Give the entries again exactly, every one of them.

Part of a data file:
============
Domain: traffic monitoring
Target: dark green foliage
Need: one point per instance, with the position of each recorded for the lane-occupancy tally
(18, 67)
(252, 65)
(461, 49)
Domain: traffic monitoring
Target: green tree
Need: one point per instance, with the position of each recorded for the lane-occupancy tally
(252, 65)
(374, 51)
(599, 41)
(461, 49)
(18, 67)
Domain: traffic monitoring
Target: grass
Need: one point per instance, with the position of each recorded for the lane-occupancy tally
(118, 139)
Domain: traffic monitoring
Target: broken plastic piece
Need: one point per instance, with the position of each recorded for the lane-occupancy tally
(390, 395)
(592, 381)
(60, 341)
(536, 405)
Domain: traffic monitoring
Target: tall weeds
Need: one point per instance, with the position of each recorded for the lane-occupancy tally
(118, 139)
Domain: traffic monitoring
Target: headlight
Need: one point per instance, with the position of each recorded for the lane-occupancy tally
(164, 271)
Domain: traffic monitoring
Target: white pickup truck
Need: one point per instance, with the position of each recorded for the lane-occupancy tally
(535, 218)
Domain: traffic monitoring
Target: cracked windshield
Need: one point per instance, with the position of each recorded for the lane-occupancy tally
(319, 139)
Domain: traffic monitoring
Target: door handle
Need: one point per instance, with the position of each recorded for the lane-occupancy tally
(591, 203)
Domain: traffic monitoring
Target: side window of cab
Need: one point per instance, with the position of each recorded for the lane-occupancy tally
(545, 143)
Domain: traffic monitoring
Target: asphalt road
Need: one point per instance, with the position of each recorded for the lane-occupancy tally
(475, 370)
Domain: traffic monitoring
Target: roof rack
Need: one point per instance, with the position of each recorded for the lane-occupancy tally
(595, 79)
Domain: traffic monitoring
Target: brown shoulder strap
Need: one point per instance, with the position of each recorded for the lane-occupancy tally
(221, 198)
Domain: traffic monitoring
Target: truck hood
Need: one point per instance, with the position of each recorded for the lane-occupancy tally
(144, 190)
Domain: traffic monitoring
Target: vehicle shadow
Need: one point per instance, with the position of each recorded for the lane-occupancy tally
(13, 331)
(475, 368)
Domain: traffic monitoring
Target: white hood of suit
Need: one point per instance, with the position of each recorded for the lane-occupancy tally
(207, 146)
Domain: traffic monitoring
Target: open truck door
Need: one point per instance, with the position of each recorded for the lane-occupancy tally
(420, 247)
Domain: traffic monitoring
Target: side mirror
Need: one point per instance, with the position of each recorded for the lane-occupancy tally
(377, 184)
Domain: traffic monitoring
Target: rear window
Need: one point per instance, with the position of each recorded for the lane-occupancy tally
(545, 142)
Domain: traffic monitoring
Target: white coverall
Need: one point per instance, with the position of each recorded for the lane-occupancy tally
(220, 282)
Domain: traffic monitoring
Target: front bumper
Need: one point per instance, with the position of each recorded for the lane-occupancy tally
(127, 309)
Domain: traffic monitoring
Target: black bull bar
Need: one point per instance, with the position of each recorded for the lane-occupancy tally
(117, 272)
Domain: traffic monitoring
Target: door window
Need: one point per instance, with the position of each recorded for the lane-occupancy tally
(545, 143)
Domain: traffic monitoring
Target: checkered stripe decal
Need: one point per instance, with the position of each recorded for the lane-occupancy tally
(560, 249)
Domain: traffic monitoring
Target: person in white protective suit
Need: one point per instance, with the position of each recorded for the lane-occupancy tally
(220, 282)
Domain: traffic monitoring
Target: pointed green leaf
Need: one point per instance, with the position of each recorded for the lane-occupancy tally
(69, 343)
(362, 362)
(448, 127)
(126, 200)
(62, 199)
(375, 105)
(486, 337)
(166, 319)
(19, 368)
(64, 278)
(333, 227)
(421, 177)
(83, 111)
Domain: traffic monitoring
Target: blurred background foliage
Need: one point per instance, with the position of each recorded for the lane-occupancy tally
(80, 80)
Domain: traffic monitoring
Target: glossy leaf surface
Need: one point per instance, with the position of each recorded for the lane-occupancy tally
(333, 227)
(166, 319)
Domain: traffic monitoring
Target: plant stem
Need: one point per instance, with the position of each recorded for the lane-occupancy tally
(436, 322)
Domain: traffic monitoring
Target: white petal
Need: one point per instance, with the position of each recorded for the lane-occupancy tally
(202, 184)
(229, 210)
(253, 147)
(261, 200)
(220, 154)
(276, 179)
============
> Correct output:
Domain: traffic monitoring
Target: dark green foliage
Need: one point per instance, with the position of each recorded for the lane-occupancy tally
(18, 67)
(252, 65)
(461, 49)
Domain: traffic monitoring
Target: green tree
Need: one point per instance, with the position of each recorded for the lane-occupancy tally
(252, 65)
(374, 51)
(599, 41)
(461, 49)
(18, 67)
Domain: traffic monitoring
Target: grass
Need: one point per instance, with the position of each recorded for the lane-occupancy tally
(118, 139)
Domain: traffic monitoring
Target: broken plastic piece
Need: one point per instance, with the position of each recorded for the lane-occupancy tally
(390, 395)
(592, 381)
(60, 341)
(536, 405)
Domain: traffic monitoring
Target: tall weeds
Need: one point per instance, with the position of each recorded for the lane-occupancy tally
(118, 139)
Domain: traffic monitoring
Target: headlight
Need: one point per instance, with the position of each recorded for the lane-occupancy tally
(164, 271)
Domain: traffic monitoring
Target: white pickup truck
Need: one point per instance, with the position of each recorded for the lane-occupancy tally
(535, 218)
Domain: traffic monitoring
Target: cracked windshield
Need: one point per instance, with the position of each recorded for the lane-occupancy tally
(319, 139)
Domain: traffic monitoring
Target: door handle
Need: one point per instance, with the position of each recorded for the lane-occupancy tally
(591, 203)
Domain: traffic monitoring
Target: side window of cab
Need: one point per instance, with the position of each recorded for the lane-occupancy tally
(545, 143)
Domain: traffic monitoring
Target: asphalt road
Need: one point per instance, with the position of each recorded for the lane-occupancy tally
(475, 370)
Domain: traffic monitoring
Target: roof rack
Need: one point per instance, with the position of each recorded for the lane-occupancy tally
(595, 79)
Domain: traffic monitoring
Target: brown shoulder strap
Need: one point per instance, with the position of each recorded for the lane-occupancy tally
(221, 198)
Domain: traffic monitoring
Target: truck hood
Need: one point per instance, with the position of each recorded for the lane-occupancy tally
(144, 190)
Domain: traffic monitoring
Target: vehicle shadow
Need: one point per instance, with the position of each recorded for the lane-occupancy tally
(13, 331)
(475, 368)
Domain: traffic monitoring
Target: white hood of suit
Need: one point per instance, with the position of each recorded for the lane-occupancy tally
(207, 146)
Domain: traffic monitoring
Target: open truck door
Need: one point per instance, with the position of each recorded for the lane-occupancy tally
(420, 247)
Domain: traffic monitoring
Target: side mirror
Need: one point per instance, with the position of each recorded for the lane-occupancy tally
(377, 184)
Domain: traffic monitoring
Target: rear window
Need: one point per instance, with the position of each recorded for the lane-occupancy tally
(545, 142)
Domain: traffic monitoring
Target: white coverall
Need: one point per instance, with the position of each recorded for the lane-occupancy tally
(220, 282)
Domain: traffic monitoring
Target: front bumper
Need: one point per instance, with the position of each recorded for the lane-occupancy tally
(127, 309)
Domain: traffic monitoring
Target: black bull bar
Need: one point per instance, with the position of each recorded for the lane-occupancy tally
(117, 272)
Domain: traffic monitoring
Target: door window
Need: one point per instance, with the position of each recorded for the lane-occupancy tally
(545, 143)
Domain: traffic monitoring
Target: checkered stripe decal
Need: one point per instance, with the position of each recorded for the lane-occupancy tally
(560, 249)
Domain: traffic monitoring
Target: person in white protective suit
Need: one point per instance, with the position of each recorded for the lane-occupancy tally
(220, 282)
Domain: traffic monitoring
Target: pointed green leaf
Need: one point per instance, with the position of each recorded for the lane-occupancy tally
(69, 343)
(362, 362)
(448, 127)
(126, 200)
(62, 199)
(375, 105)
(486, 337)
(166, 319)
(19, 368)
(64, 278)
(333, 227)
(421, 177)
(83, 111)
Domain: traffic monitoring
Target: blurred background foliage
Need: one point per instance, with the position of each recorded for the lane-occupancy tally
(80, 80)
Domain: traffic monitoring
Target: glossy leaf surface
Need: one point per instance, with the position of each recorded for the lane-occupancy tally
(333, 227)
(166, 319)
Domain: traffic monitoring
Target: plant stem
Need: one point per instance, with the position of each recorded for the lane-occupancy tally
(436, 322)
Domain: traffic monitoring
Target: white petal
Need: one point per instance, with the position of each recorded for the lane-occupancy tally
(202, 184)
(229, 210)
(253, 147)
(261, 200)
(220, 154)
(276, 179)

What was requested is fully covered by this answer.